-- DOCUMENT EXTRACT --
/---
Indeed one thing both McCain and Romney staffers agree on: The aside and the two camp’s reactions to it highlight the fundamental differences between the campaigns — and the character of the candidates. In an e-mail, Romney spokeman Madden even put it in chart form:

Them: Angry, lacking composure

Ours: Poised, composed, making the case on the substantive disagreement that [the Governor] has with this particular approach on the immigration issue.

Romney is, in many ways, the anti-McCain. Polished where McCain is rough, smiling where McCain grimaces, very, very tan where as McCain is pale. Romney’s successes have come in large part due to a smooth manner and a gentle way with words; McCain has succeeded in politics despite lacking those skills.

But one cannot brush off McCain’s “small varmint gun” quip as entirely lacking substance. If anything, it’s a model of political economy: There’s the obvious reference to Romney’s now-notorious “evolving” opinions (on gay rights, on abortion, on immigration), there’s the more obscure dig at Romney’s comic explanation for his spotty hunting record (the “lifelong hunter” has been on two hunts — “for small varmints, if you will”). And there’s the for-junkies-only joke, resurrecting a six-month-old charge that Romney’s landscaping company employed illegal immigrants from Guatemala. As an added bonus, the riff could also be a slyly self-deprecating poke at the exact persona Team Romney seeks to remind voters of: The angry old man, yelling at neighborhood kids to “Get off my lawn!”

Not that McCain advisers laugh off the “angry old man” charge easily. If anything — as many reporters’ bruised egos and eardrums will attest — the tempers of his campaign team flare more frequently than the Senator’s passions do, though they receive less attention. Last week brought the latest media stir over a salty McCain riposte, this one to Texas Republican Sen. John Cornyn; it included both a “barnyard epithet” (as it came to be known in the Nixon White House transcripts) and a verb last in political news when uttered by Dick Cheney. (Notably, the harshest reaction reporters received from Romney when they pressed him about those laboring Guatemalans was “Geez.”)

Some conservative commentators, seeking to turn the “spirited exchange” (McCain’s team’s characterization) into a political metaphor, said that McCain’s response to Cornyn symbolizes the candidate’s eagerness to push through flawed legislation (that he also wants to take all the credit for). Or, more fundamentally, it showed his willingness to do what is politically expedient, regardless of who gets knocked aside along the way.
\---
-- ACTIVITY LIST --
- 1) Edit the passage of the campaign article that opens with the words containing "Ours: Poised, composed, making" and closes with "the immigration issue.", replacing "Poised" with "Calm".
- 2) Extend the article on the McCain and Romney campaigns with a few more paragraphs that pick up after its last sentence.
None of the rows after this point are needed.

-- Saved entries --
/---
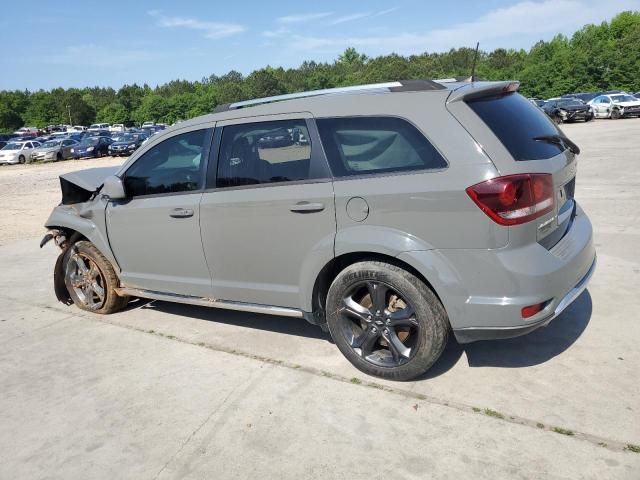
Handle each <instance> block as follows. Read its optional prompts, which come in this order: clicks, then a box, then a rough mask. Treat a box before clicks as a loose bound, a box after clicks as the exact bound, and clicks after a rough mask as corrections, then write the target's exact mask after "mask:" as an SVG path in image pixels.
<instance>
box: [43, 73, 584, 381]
mask: <svg viewBox="0 0 640 480" xmlns="http://www.w3.org/2000/svg"><path fill="white" fill-rule="evenodd" d="M517 89H518V83H517V82H450V83H449V82H446V81H440V82H438V81H406V82H390V83H383V84H375V85H366V86H359V87H347V88H340V89H328V90H319V91H313V92H304V93H297V94H291V95H283V96H278V97H270V98H264V99H257V100H250V101H245V102H238V103H235V104H230V105H224V106H221V107H218V108H217V109H216V112H214V113H213V114H211V115H206V116H203V117H198V118H194V119H191V120H189V121H185V122H182V123H180V124H179V125H176V126H174V127H172V128H169V129H167V130H165V131H163V132H162V133H159V134H157V135H156V136H154V137H153V138H152V139H151V140H150V141H149V142H148V143H147V144H145V145H144V146H143V147H141V148H140V149H139V150H137V151H136V152H135V153H134V154H133V155H132V156H131V157H130V158H129V159H128V160H127V161H126V162H125V163H124V165H122V166H121V167H115V168H98V169H90V170H84V171H80V172H74V173H68V174H65V175H63V176H62V177H61V180H60V183H61V189H62V202H61V204H60V205H59V206H57V207H56V208H55V209H54V210H53V213H52V214H51V216H50V217H49V219H48V220H47V222H46V227H47V228H48V229H49V232H48V233H47V235H46V236H45V238H44V239H43V242H42V244H43V245H44V244H45V243H46V242H47V241H48V240H51V239H55V242H56V244H57V245H58V246H59V247H60V248H61V250H62V251H61V253H60V256H59V257H58V260H57V262H56V265H55V269H54V286H55V291H56V295H57V297H58V298H59V299H60V300H61V301H62V302H65V303H67V304H70V303H74V304H75V305H77V306H78V307H79V308H81V309H84V310H89V311H92V312H95V313H101V314H107V313H113V312H116V311H118V310H120V309H122V308H124V307H125V306H126V305H127V303H128V301H129V299H130V298H131V297H142V298H148V299H155V300H162V301H170V302H181V303H187V304H194V305H203V306H208V307H215V308H223V309H231V310H240V311H246V312H259V313H265V314H274V315H280V316H289V317H299V318H301V319H306V320H307V321H309V322H311V323H313V324H317V325H319V326H321V327H323V328H324V329H325V330H328V332H329V333H330V334H331V336H332V338H333V340H334V342H335V344H336V346H337V347H338V348H339V349H340V351H341V352H342V353H343V354H344V355H345V356H346V358H347V359H348V360H349V361H350V362H351V363H353V365H355V366H356V367H357V368H359V369H360V370H362V371H364V372H366V373H369V374H371V375H376V376H379V377H384V378H389V379H395V380H407V379H411V378H415V377H417V376H419V375H421V374H423V373H424V372H425V371H426V370H427V369H429V368H430V367H431V366H432V365H433V364H434V362H436V360H437V359H438V357H439V356H440V354H441V353H442V351H443V349H444V348H445V345H446V343H447V338H448V336H449V335H450V334H453V335H455V338H456V339H457V340H458V342H460V343H465V342H472V341H476V340H484V339H498V338H508V337H514V336H517V335H522V334H525V333H527V332H530V331H532V330H534V329H536V328H538V327H541V326H544V325H547V324H548V323H549V322H550V321H552V320H553V319H554V318H556V317H557V316H558V315H560V313H561V312H562V311H563V310H564V309H565V308H566V307H567V306H568V305H569V304H570V303H571V302H572V301H573V300H574V299H575V298H576V297H577V296H578V295H579V294H580V293H581V292H582V291H583V290H584V288H585V287H586V285H587V282H588V280H589V278H590V277H591V274H592V273H593V271H594V268H595V251H594V247H593V243H592V229H591V224H590V222H589V219H588V218H587V216H586V215H585V213H584V212H583V211H582V209H581V208H580V207H579V206H578V204H577V203H576V201H575V200H574V191H575V176H576V163H577V162H576V155H577V154H578V153H579V149H578V147H577V146H576V145H575V144H574V143H573V142H571V140H569V139H568V138H567V137H566V136H565V135H564V134H563V133H562V131H561V130H559V129H558V127H556V125H554V124H553V122H551V121H550V120H549V118H547V116H546V115H545V114H544V113H543V112H542V111H541V110H540V109H538V108H537V107H536V106H534V105H533V104H532V103H531V102H529V101H528V100H527V99H526V98H524V97H522V96H521V95H520V94H519V93H517ZM561 321H571V319H570V318H565V319H563V320H561Z"/></svg>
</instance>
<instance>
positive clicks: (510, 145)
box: [467, 93, 564, 161]
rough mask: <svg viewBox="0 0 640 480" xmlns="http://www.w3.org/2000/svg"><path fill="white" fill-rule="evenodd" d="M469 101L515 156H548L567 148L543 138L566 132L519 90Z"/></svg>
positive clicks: (520, 156)
mask: <svg viewBox="0 0 640 480" xmlns="http://www.w3.org/2000/svg"><path fill="white" fill-rule="evenodd" d="M467 104H468V105H469V107H471V109H472V110H473V111H474V112H475V113H476V114H477V115H478V116H479V117H480V118H481V119H482V120H483V121H484V122H485V123H486V124H487V126H488V127H489V128H490V129H491V131H492V132H493V133H494V134H495V136H496V137H498V139H499V140H500V141H501V142H502V144H503V145H504V146H505V148H506V149H507V150H509V153H511V155H512V156H513V158H514V160H517V161H523V160H544V159H547V158H551V157H555V156H556V155H558V154H559V153H562V152H563V151H564V146H562V145H561V144H558V143H552V142H548V141H542V140H540V138H541V137H549V136H556V135H562V133H561V132H560V131H559V130H558V129H557V128H556V126H555V125H554V124H553V122H552V121H551V120H550V119H549V117H548V116H547V115H546V114H545V113H544V112H542V111H541V110H540V109H539V108H537V107H535V106H534V105H533V104H532V103H531V102H530V101H528V100H527V99H526V98H524V97H523V96H522V95H520V94H518V93H507V94H505V95H495V96H491V97H480V98H474V99H471V100H467ZM536 138H537V139H538V140H536Z"/></svg>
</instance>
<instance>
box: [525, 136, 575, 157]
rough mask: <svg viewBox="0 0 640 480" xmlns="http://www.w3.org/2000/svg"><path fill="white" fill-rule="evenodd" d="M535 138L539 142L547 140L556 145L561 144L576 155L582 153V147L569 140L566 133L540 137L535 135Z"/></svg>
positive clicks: (541, 136)
mask: <svg viewBox="0 0 640 480" xmlns="http://www.w3.org/2000/svg"><path fill="white" fill-rule="evenodd" d="M533 139H534V140H535V141H537V142H547V143H553V144H555V145H560V146H561V147H563V148H565V149H566V148H568V149H569V150H571V152H572V153H574V154H575V155H579V154H580V147H578V146H577V145H576V144H575V143H573V142H572V141H571V140H569V138H568V137H565V136H564V135H557V134H556V135H541V136H539V137H533Z"/></svg>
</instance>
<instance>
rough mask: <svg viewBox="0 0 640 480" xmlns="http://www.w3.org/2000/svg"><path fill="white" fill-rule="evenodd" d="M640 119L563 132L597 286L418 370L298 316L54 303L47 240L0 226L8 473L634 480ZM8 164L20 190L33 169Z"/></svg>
mask: <svg viewBox="0 0 640 480" xmlns="http://www.w3.org/2000/svg"><path fill="white" fill-rule="evenodd" d="M638 127H640V123H639V121H637V120H628V121H626V120H625V121H619V122H613V121H596V122H592V123H589V124H577V125H568V126H565V127H564V129H565V131H566V132H567V133H568V135H570V136H571V138H572V139H574V141H576V143H578V144H579V145H580V147H581V148H582V151H583V154H582V155H581V157H580V164H579V170H578V183H577V198H578V201H579V202H580V203H581V204H582V206H583V208H585V210H586V211H587V213H588V214H589V215H590V217H591V219H592V221H593V223H594V227H595V235H596V242H597V244H598V247H597V248H598V254H599V265H598V271H597V272H596V275H595V277H594V279H593V281H592V283H591V286H590V288H589V290H588V292H586V293H585V294H583V295H582V296H581V297H580V299H578V301H577V302H576V303H575V304H574V305H573V306H572V307H571V308H570V309H568V310H567V311H566V312H565V313H564V314H563V315H562V316H561V317H560V318H559V319H557V320H556V321H555V322H554V323H552V324H551V325H550V326H549V327H547V328H546V329H543V330H540V331H539V332H535V333H533V334H531V335H529V336H527V337H522V338H520V339H514V340H508V341H504V342H482V343H477V344H472V345H469V346H465V347H464V348H463V347H460V346H458V345H456V344H455V343H454V342H451V343H450V345H449V346H448V347H447V350H446V352H445V355H444V357H443V359H442V360H441V361H440V362H439V363H438V364H437V365H436V366H435V368H434V370H432V371H431V372H430V373H429V374H428V375H427V376H426V377H425V378H423V379H420V380H418V381H416V382H408V383H402V384H398V383H390V382H384V381H379V380H377V379H373V378H369V377H366V376H364V375H363V374H362V373H360V372H359V371H357V370H355V369H354V368H353V367H351V365H350V364H348V362H346V360H344V359H343V358H342V357H341V355H340V354H339V352H338V351H337V349H336V348H335V347H334V346H333V345H332V344H331V342H330V341H329V340H328V338H327V337H326V336H325V335H324V334H323V333H322V332H321V331H320V330H319V329H317V328H315V327H312V326H310V325H307V324H305V323H304V322H302V321H300V320H295V319H287V318H280V317H265V316H259V315H251V314H246V313H237V312H229V311H221V310H213V309H206V308H198V307H188V306H184V305H172V304H168V303H162V302H150V303H147V302H139V303H138V304H137V305H132V308H130V309H129V310H127V311H125V312H122V313H120V314H117V315H113V316H109V317H99V316H94V315H90V314H86V313H82V312H80V311H78V310H77V309H74V308H72V307H66V306H63V305H62V304H59V303H57V302H56V301H55V297H54V295H53V290H52V286H51V268H52V265H53V261H54V260H55V256H56V254H57V252H56V250H55V248H54V247H52V246H51V245H50V246H48V247H47V248H45V249H44V250H42V251H40V250H38V247H37V243H38V240H39V239H37V238H27V237H23V239H22V240H17V241H16V239H15V237H16V233H15V232H12V234H11V236H10V239H11V241H7V240H6V237H2V235H3V230H2V229H1V228H0V245H1V246H0V347H2V348H0V391H1V392H2V395H0V412H1V414H0V452H2V453H0V458H1V461H0V478H29V479H32V478H65V479H68V478H135V479H140V478H150V479H151V478H160V479H167V478H249V477H256V476H261V477H264V478H272V477H277V478H294V477H296V478H300V477H302V478H333V477H344V476H347V475H348V476H349V477H352V478H367V479H368V478H379V477H385V476H386V477H388V476H392V477H393V478H425V477H429V478H460V477H465V478H551V479H555V478H558V479H560V478H598V479H602V478H616V479H619V478H621V479H638V478H640V454H635V453H631V452H628V451H623V448H624V445H626V444H627V443H636V444H637V443H640V421H639V416H638V415H639V414H638V412H640V375H639V373H638V370H637V365H638V363H639V362H640V354H639V353H638V352H639V349H638V341H639V340H640V325H638V323H637V322H635V321H634V320H633V319H634V318H635V315H634V313H635V312H636V311H637V307H638V298H637V291H638V290H639V288H638V287H640V257H639V256H638V254H637V247H636V245H638V244H640V242H639V240H640V228H639V227H638V222H637V219H638V216H639V215H640V214H639V213H638V205H640V202H639V199H640V193H639V192H638V190H637V188H635V187H634V186H636V185H638V184H640V171H639V170H638V169H637V168H636V166H635V161H636V160H637V151H638V148H637V147H636V145H637V130H638ZM5 168H7V167H4V168H3V169H0V184H4V183H6V182H8V181H9V180H7V178H6V177H4V175H5V172H8V171H9V170H5ZM9 168H10V167H9ZM18 168H21V169H22V170H21V172H22V173H21V175H20V176H15V174H13V173H12V174H11V175H13V176H14V177H13V178H15V182H22V181H24V182H26V183H25V185H30V183H29V182H30V180H29V179H30V178H31V177H30V176H29V175H30V173H29V172H32V171H33V172H37V169H38V168H41V167H39V166H25V167H18ZM47 168H49V166H47ZM34 175H35V174H34ZM37 176H42V173H41V172H40V173H37ZM12 181H13V180H12ZM15 188H19V187H15ZM23 193H26V192H23ZM29 193H30V194H31V195H27V197H28V198H33V201H38V200H37V196H38V192H37V191H31V190H30V191H29ZM11 214H12V212H11V211H10V210H6V209H5V210H3V211H1V212H0V217H2V218H0V225H5V224H9V223H10V221H9V219H8V217H7V216H8V215H11ZM37 220H38V222H39V223H40V224H41V223H42V222H43V221H44V218H37ZM28 231H29V232H32V231H35V227H34V226H31V227H30V230H28ZM30 236H31V235H28V237H30ZM25 259H28V261H25ZM150 331H153V333H152V334H151V333H149V332H150ZM169 336H171V337H173V338H168V337H169ZM353 378H356V379H358V380H359V381H360V384H356V383H351V379H353ZM474 407H475V408H476V409H478V410H479V412H476V411H474ZM485 409H491V410H493V411H496V412H499V414H501V415H503V416H504V417H505V418H504V420H501V419H499V418H492V417H490V416H487V415H485V414H483V413H482V412H483V411H484V410H485ZM511 417H513V418H511ZM538 423H540V424H542V425H543V426H544V428H538V427H537V424H538ZM553 427H560V428H564V429H568V430H571V431H573V432H575V435H574V436H566V435H562V434H558V433H555V432H553V431H551V429H552V428H553ZM599 443H607V445H606V447H603V446H601V445H599Z"/></svg>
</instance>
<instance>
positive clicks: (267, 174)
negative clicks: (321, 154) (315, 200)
mask: <svg viewBox="0 0 640 480" xmlns="http://www.w3.org/2000/svg"><path fill="white" fill-rule="evenodd" d="M310 166H311V141H310V140H309V132H308V130H307V124H306V122H305V120H279V121H273V122H257V123H247V124H242V125H231V126H228V127H224V129H223V130H222V141H221V145H220V155H219V157H218V177H217V181H216V186H217V187H218V188H224V187H238V186H243V185H258V184H264V183H278V182H292V181H300V180H307V179H308V178H309V177H310V174H309V169H310Z"/></svg>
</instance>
\---
-- ANSWER SECTION --
- 1)
Ours: Calm, composed, making the case on the substantive disagreement that [the Governor] has with this particular approach on the immigration issue.

- 2)
Of course, the immigration bill now being considered is anything but politically expedient — it’s an albatross for all the conservatives associated with it. The truly politically expedient position for Republicans would be to criticize the bill (and “amnesty”) without offering any alternative. (Tuesday Romney, in an echo of his refusal to offer his opinion on the surge earlier this year, told reporters that he didn’t have a direct suggestion for how to fix the legislation: “I’m not in the position to make that call today.”)

Romney’s people like to remind voters that he was a businessman and marketer. McCain’s staff point to the Senator’s history of diving into political problems without regard to party orthodoxy. One of those resumes is that of someone good at making sales, which is different than making compromises. For what it’s worth, Romney has probably been more successful in his line of work. But with his newfound willingness to highlight this distinction, McCain is making a not entirely calculated bet that when it comes to electing a President, Americans would rather embrace a hard-nosed dealmaker than a smooth operator.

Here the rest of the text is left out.